#### What to work on
Line by line, transcribe the listing below without omission.

#### Given records
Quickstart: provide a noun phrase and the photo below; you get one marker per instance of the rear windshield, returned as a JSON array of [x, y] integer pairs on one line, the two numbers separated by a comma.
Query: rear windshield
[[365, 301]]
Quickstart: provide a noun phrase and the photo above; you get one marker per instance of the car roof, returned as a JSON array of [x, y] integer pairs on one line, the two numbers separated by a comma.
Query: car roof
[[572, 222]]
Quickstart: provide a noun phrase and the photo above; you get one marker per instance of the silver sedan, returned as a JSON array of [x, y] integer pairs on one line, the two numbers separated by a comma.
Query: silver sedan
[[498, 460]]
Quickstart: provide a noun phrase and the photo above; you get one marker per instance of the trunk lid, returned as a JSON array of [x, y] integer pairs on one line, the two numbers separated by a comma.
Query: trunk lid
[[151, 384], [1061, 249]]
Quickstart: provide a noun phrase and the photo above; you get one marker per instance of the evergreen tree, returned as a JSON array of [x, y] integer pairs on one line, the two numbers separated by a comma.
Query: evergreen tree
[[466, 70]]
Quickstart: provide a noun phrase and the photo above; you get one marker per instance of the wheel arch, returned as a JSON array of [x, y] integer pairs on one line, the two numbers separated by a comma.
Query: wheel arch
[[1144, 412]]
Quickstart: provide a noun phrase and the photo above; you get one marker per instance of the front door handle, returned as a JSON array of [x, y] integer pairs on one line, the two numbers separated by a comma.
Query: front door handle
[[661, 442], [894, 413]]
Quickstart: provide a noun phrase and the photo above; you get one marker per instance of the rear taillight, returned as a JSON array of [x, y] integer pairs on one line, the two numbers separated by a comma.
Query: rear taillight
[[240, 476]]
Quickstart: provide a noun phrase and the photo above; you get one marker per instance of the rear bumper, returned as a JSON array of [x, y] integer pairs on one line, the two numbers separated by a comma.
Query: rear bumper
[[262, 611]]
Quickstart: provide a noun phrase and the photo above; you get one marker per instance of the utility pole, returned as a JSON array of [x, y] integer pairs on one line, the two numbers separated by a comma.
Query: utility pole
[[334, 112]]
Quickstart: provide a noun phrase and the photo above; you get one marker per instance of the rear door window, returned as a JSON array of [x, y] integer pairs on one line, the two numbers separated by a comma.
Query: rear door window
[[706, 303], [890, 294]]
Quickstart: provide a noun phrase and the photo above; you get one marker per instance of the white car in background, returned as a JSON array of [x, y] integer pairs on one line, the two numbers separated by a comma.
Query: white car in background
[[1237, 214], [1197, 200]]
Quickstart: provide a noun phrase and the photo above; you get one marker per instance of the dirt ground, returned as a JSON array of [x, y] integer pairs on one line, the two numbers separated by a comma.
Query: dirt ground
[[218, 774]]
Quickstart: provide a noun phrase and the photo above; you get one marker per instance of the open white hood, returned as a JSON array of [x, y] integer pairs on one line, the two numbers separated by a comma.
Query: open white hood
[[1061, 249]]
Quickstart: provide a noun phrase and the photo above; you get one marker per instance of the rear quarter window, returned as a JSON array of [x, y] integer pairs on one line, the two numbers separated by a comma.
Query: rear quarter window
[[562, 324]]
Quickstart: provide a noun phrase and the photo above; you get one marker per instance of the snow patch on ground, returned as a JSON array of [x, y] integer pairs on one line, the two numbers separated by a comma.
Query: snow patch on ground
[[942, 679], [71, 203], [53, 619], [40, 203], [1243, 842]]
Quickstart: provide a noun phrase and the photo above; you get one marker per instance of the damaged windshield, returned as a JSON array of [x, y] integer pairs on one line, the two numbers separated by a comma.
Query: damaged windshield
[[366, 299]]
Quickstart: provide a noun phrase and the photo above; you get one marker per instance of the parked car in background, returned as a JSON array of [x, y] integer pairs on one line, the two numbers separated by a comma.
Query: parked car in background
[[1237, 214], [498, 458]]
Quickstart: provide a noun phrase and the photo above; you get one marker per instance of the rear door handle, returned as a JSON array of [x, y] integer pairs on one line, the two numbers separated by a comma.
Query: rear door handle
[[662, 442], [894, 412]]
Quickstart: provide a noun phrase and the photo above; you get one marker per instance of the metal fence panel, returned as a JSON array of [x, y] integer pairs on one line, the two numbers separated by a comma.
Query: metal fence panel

#### Written answer
Quickstart: provide a noun phrase and the photo below; you get one marker per instance of the rear windshield, returned as a JSON array of [x, y] integer pairs on one line, the two numbers separated by a comma.
Query: rear windshield
[[365, 301]]
Quickstart: provide a noun phrase and the photo above; you get one marker per instance of the car roof, returned as a JSON array of [x, y] integer pairs on one line, the two numbers separated by a comma.
Query: car roof
[[572, 222]]
Quickstart: provide a noun phrase and the photo above; you get one marker per instance of the silver sedan, returned as a JSON array of [x, y] integer pairs on one line, the two numbers separated by a comma.
Query: silver sedan
[[498, 460]]
Quickstart: provide a noun phrase and the photo above; you get one marker per instance of the trunk lid, returned as a JSON array of [x, y] integer pairs on one line, the two numbers separated by a comma.
Query: trunk lid
[[151, 384], [1061, 249]]
Quickstart: provide a noun phrase and the photo above; you get one marker per instance of the evergreen tree, returned as a JSON array of [x, y] integer pairs on one line, the two numbers separated by a comma.
Query: evergreen tree
[[466, 70]]
Quickstart: provide a noun phrase and the photo above; you get one marker per instance of the wheel arch, returned as a JSON array of [x, y] integer pairs on one line, the two numbers separated by a comma.
Query: wheel arch
[[1144, 412]]
Quickstart: provide a noun phrase and the photo above; you get one marker per instance of the front door handle, returned as a JSON array of [x, y] integer pairs on one line, the two numbers separated by a comma.
Query: front door handle
[[661, 442], [894, 413]]
Quickstart: provide a noun phrase and the photo above; you get one marker per instance of the rear taillight, returned as a JSON array of [x, y] integer pairs on one line, the two numbers separated by a comma.
Query: rear taillight
[[240, 476]]
Quickstart: provide a noun phrase and the photo above; you get one marker per instance of the rear bumper, returned as a JSON array of [x, y] integer pairs on one line, the two numbers separated by a comma.
Query: rear bumper
[[262, 611]]
Quickstart: provide a noun phrase and the photo above; you get one marker per instance of the utility pole, returned as a JSON array of [x, y] integer pairs on one line, the two numbers separated by a comma.
Query: utility pole
[[334, 112]]
Quickstart: provide a noun phrase and the photo above; you get one marker per instance of the rear door window, returned as a JSON array of [x, y] integer pairs on one line, the two numbers separated by a comma.
Query: rear door window
[[706, 303], [890, 294]]
Quickstart: provide a noun phrase and the photo above; you get one marker per instance of the white car in background, returned as a JSON array of [x, y] integer pairs on one line, the two numbers separated by a comma.
Query: white car in background
[[1237, 214], [1197, 200]]
Quickstart: provide a noun phrase and the photo above; you get one marker per instance of the dirt ground, returned as a JSON array of [x, y] integer pairs on one line, the two numbers separated by a comma.
Query: dirt ground
[[218, 774]]
Quickstart: provide a noun phrase and the photo above; you get one marker per instance of the open white hood, returned as a JSON array of [x, y] integer pairs on one line, the two numbers separated by a comma.
Query: open white hood
[[1061, 249]]
Quickstart: provide a noun phrase and the photo above; you get one marker per instance of the rear quarter window, returned as a JSON array of [x, y] integer pairs on one line, the two numbers separated by a comma.
Query: rear quarter window
[[562, 324]]
Quickstart: provide a noun phrase and the photo above; you get one marker per instance of the snow patch on ground, returned as a JSON array of [x, y] integer pairs on one line, the two numbers separated by a comma.
Query: snow patch on ground
[[942, 679], [71, 203], [53, 619], [40, 203], [1243, 842]]
Quickstart: provide a noun phrase and the photo above; you get one marker per instance of the damaged windshield, returned as a JSON array of [x, y] integer pairs on one line, the two numbers separated by a comma.
Query: damaged windshield
[[366, 299]]
Quickstart: provide a noun phrase and the photo above; you get one marker per instance of the parked car in background, returned as a JSON array of [x, y] integer pairs on one line, the two numbers separated by a comma.
Query: parked car in background
[[1237, 214], [498, 458]]
Quickstart: provide a noun phrase and the photo above; you get one marker per instance of the rear door handle, returned as a JSON array of [x, y] integer pairs on one line, the two numbers separated by a comma.
Query: rear door handle
[[662, 442], [894, 412]]
Quickstart: provide a noun phrase and the photo above; you get one marker per instance of the metal fence panel, returned as a JSON array of [x, y] integer pairs on one line, the two numbers separated by a comma.
Query: metal fence panel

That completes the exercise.